Stated goal 1
According to the Docker passage, which kind of installers can the Desktop App Converter convert?
Stated goal 2
Repeat the Docker passage word for word, from "As a consequence, another" up to and including "interact with it.".

Given passage
•••
The concept of running processes in a container isn't new. Linux provides this feature since a long time. However, thanks to Docker, these containers now can be easily packaged, deployed and distributed.
The best way to understand this behavior is to actually run one or more containers on your machine and list all the running processes. Let's say that you are running 3 SQL Server containers. If you check the list of processes running on your machine you will find, other than the docker service, also 3 intsances of them, like if you're directly running the services on your host machine. This is a major difference compared to a virtual machine. If you start to run applications and services inside a virtual machine, they won't appear as processes running in the host. Eventually, you will see running only the process who handles the virtual machine.
As a consequence, another key difference is that a container doesn't offer a user interface. You can't connect with Remote Desktop or VNC and interact with your mouse with the operating system running inside the container. Only command line operations are supported. This impacts the kind of applications you can run inside a container. Docker is great for running console based applications or background services, like a web server, a database, a backend. It isn't made, for example, to run a WPF or Windows Forms application, because you wouldn't have any way to connect to it and interact with it.
This is why you won't find any Docker image, for example, for Windows 10 or Windows Server but, instead, you will find images only for operating systems that are console based, like Linux or Windows Nanoserver.
If you have ever worked with the Desktop Bridge and the Desktop App Converter, you will remember having the same limitation when it comes to the kind of installers that you can convert. Only silent installers are supported. This is exactly because the Desktop App Converter, under the hood, uses a Windows Container to perform the installation and the packaging. The installer is executed inside a clean Windows 10 installation so that the tool can detect the changes performed by the setup. Since the container doesn't offer a user interface, you can't actually see the installer running and interact with it, so every thing must happen without any kind of user interaction.
Another big advantage of Docker is that when you create an image, you aren't deploying only your application, but also all the other dependencies (the operating system, frameworks, etc.) with the proper configuration. This means that there will be no differences between the testing environment and the production environment. Even if they are two different machines, all the relevant pieces for your application (configuration, OS version, framework version, etc.) will be exactly the same.
•••
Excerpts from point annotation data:
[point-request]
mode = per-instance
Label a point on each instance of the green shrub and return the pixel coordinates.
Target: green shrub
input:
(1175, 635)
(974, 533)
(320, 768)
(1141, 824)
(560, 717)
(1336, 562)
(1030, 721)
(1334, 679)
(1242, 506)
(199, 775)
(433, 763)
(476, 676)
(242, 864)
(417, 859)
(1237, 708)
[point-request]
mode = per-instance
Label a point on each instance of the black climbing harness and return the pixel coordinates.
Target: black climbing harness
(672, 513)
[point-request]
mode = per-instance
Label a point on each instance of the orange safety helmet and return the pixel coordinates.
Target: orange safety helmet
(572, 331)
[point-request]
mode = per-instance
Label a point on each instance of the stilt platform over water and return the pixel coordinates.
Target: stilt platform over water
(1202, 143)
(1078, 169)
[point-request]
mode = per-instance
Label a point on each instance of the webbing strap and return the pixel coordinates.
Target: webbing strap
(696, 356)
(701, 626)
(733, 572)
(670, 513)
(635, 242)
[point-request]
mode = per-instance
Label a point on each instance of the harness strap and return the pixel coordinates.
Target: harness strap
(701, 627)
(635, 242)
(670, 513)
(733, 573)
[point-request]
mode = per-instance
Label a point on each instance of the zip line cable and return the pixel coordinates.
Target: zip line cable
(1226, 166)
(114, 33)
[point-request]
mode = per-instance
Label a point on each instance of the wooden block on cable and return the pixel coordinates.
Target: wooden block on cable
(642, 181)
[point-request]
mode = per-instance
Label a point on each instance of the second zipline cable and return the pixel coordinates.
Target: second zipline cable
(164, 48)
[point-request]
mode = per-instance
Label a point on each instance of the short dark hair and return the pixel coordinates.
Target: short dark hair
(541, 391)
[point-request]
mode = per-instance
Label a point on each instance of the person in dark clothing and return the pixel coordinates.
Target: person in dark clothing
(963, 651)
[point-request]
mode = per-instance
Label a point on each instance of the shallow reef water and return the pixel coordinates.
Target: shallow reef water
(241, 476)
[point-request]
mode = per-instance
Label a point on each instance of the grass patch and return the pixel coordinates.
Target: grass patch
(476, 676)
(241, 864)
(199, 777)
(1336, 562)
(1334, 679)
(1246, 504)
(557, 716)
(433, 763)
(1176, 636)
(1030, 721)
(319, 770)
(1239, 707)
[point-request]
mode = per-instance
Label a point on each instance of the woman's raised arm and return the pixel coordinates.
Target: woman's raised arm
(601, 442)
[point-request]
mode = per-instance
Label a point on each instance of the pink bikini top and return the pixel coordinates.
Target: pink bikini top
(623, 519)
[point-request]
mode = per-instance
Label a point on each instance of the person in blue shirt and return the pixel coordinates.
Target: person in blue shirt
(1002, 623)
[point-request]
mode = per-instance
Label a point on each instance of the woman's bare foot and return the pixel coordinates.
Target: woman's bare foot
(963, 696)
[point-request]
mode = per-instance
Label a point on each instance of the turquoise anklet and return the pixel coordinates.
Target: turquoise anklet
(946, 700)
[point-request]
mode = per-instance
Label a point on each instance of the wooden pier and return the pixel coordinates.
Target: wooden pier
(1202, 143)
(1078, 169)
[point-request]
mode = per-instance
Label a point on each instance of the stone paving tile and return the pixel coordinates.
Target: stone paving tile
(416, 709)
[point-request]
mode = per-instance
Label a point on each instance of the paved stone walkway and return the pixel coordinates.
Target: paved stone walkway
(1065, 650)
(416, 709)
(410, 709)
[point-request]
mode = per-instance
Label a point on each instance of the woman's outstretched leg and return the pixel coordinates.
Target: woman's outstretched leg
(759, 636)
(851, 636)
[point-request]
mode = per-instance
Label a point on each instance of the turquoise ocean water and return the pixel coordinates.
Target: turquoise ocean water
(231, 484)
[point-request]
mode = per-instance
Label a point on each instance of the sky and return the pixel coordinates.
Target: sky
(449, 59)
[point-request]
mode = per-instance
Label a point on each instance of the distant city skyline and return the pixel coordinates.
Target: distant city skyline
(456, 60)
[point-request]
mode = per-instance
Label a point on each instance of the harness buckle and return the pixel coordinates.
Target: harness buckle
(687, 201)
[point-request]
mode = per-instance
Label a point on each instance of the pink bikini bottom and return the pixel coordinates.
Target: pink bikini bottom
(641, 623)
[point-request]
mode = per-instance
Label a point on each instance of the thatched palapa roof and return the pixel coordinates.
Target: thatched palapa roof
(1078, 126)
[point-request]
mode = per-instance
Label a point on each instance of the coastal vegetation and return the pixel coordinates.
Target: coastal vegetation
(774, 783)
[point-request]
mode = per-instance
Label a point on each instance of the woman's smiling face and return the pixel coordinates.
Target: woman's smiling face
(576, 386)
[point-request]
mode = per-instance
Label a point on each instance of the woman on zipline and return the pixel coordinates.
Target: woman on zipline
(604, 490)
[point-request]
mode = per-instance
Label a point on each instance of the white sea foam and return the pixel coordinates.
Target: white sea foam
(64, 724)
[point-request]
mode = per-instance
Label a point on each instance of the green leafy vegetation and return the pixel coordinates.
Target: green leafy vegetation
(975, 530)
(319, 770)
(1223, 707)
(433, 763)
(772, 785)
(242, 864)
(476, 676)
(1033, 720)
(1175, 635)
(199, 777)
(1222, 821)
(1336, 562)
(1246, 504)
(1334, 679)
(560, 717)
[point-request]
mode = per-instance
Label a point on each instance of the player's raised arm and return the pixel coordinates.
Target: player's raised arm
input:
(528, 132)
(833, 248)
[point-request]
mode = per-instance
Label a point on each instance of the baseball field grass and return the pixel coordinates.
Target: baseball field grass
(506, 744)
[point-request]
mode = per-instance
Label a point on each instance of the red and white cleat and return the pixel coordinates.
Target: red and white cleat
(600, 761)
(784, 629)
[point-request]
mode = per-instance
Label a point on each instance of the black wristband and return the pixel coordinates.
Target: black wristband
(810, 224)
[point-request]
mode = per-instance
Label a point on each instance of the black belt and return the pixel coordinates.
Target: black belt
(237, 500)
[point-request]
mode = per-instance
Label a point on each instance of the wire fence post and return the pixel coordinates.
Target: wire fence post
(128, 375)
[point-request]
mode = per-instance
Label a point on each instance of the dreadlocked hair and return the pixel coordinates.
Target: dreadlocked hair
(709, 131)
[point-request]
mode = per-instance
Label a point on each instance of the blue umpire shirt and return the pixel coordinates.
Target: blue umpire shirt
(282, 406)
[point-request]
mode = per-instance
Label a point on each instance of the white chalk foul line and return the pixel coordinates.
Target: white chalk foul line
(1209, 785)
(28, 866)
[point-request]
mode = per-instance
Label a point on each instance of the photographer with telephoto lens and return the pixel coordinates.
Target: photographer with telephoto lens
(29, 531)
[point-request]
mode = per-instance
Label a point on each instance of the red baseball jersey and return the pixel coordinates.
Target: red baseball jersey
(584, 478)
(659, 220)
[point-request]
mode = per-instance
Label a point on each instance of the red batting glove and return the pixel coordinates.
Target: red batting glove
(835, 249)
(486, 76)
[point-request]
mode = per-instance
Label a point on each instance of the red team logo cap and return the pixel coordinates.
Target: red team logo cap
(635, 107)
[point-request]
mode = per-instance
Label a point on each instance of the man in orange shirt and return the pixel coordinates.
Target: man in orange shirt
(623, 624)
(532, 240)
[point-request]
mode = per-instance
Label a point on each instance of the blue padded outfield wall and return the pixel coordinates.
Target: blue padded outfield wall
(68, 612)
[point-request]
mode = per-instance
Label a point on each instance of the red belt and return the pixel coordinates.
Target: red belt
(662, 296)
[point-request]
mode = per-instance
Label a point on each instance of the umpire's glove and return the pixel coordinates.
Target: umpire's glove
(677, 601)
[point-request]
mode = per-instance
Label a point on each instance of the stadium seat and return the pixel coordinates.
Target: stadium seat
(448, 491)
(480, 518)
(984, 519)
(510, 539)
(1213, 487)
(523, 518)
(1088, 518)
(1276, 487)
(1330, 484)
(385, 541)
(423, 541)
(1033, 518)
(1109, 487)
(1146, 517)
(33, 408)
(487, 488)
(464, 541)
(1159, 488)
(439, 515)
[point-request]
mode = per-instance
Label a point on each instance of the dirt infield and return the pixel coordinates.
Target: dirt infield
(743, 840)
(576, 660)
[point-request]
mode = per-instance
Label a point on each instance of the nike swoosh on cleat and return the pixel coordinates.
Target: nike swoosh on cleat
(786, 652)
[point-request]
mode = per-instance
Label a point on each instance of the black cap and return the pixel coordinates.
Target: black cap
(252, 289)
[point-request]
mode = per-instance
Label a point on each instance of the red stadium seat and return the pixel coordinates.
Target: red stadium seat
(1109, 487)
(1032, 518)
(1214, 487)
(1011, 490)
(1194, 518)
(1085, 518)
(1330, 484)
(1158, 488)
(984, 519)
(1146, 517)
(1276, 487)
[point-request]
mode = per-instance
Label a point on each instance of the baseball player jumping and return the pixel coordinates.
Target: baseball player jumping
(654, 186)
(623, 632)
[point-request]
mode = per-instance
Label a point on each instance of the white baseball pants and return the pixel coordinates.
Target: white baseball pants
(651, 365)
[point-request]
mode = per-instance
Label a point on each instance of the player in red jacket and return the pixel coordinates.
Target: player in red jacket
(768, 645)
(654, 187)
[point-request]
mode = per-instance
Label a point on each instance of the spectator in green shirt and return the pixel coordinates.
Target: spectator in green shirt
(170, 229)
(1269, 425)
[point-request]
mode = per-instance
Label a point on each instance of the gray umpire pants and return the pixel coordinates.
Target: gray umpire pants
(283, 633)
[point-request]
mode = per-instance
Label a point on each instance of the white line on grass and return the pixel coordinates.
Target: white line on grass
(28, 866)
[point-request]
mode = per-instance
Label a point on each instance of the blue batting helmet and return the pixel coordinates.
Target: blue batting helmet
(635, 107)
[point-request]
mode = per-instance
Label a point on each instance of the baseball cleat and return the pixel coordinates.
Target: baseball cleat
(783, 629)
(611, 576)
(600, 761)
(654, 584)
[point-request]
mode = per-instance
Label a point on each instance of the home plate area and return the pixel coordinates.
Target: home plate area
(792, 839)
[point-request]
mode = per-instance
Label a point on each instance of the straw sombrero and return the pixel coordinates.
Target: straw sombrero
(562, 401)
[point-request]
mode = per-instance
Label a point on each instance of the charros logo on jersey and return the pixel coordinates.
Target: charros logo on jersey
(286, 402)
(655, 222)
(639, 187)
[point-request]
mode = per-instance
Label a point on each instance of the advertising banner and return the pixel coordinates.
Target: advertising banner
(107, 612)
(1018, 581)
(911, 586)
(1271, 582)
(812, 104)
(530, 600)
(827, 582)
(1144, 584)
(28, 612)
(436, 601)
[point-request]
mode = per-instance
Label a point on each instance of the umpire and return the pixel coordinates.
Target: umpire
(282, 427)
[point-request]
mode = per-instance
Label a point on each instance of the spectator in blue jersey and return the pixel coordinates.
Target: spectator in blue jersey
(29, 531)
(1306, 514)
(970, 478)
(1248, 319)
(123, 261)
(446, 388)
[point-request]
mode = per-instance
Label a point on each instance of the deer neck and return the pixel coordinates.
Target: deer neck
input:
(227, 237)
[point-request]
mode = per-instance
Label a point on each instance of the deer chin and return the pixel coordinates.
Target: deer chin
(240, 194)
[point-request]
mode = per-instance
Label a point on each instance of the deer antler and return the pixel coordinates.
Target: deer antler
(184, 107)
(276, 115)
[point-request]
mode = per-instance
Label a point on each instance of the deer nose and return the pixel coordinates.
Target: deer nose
•••
Correct response 1
Only silent installers.

Correct response 2
As a consequence, another key difference is that a container doesn't offer a user interface. You can't connect with Remote Desktop or VNC and interact with your mouse with the operating system running inside the container. Only command line operations are supported. This impacts the kind of applications you can run inside a container. Docker is great for running console based applications or background services, like a web server, a database, a backend. It isn't made, for example, to run a WPF or Windows Forms application, because you wouldn't have any way to connect to it and interact with it.